→ Do this: Give the part of the listing that opens with the line containing "Place one point per instance of the sand" and closes with the line containing "Place one point per instance of the grass", both included, as a JSON list of strings with one string per line. Leave out blank lines and the pictures.

→ Record extracts:
______
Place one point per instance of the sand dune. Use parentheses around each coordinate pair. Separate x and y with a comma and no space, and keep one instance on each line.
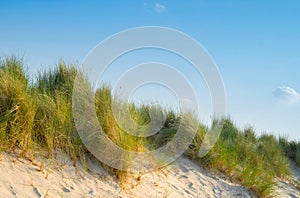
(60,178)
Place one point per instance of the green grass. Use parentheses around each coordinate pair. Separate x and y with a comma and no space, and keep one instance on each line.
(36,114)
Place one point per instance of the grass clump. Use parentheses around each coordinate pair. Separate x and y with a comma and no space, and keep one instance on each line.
______
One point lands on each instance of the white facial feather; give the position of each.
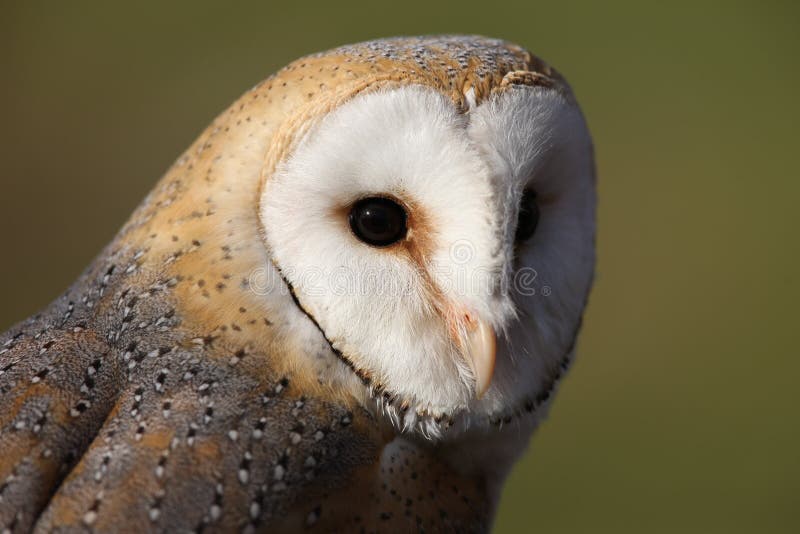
______
→ Response:
[
  "Place one point per instance of the sand dune. Use parentheses around each coordinate pair. Separate x and y with a comma and no space, and keep one instance on each line.",
  "(60,178)",
  "Place one point per instance of the green grass. Use parentheses around each coordinate pair. Separate x and y with a comma and no space, and keep one instance on each line.",
  "(36,114)",
  "Place one point per instance of the grass clump. Use parentheses around each coordinate pair. Separate x and y with a comma and no space, and keep one instance on each line."
]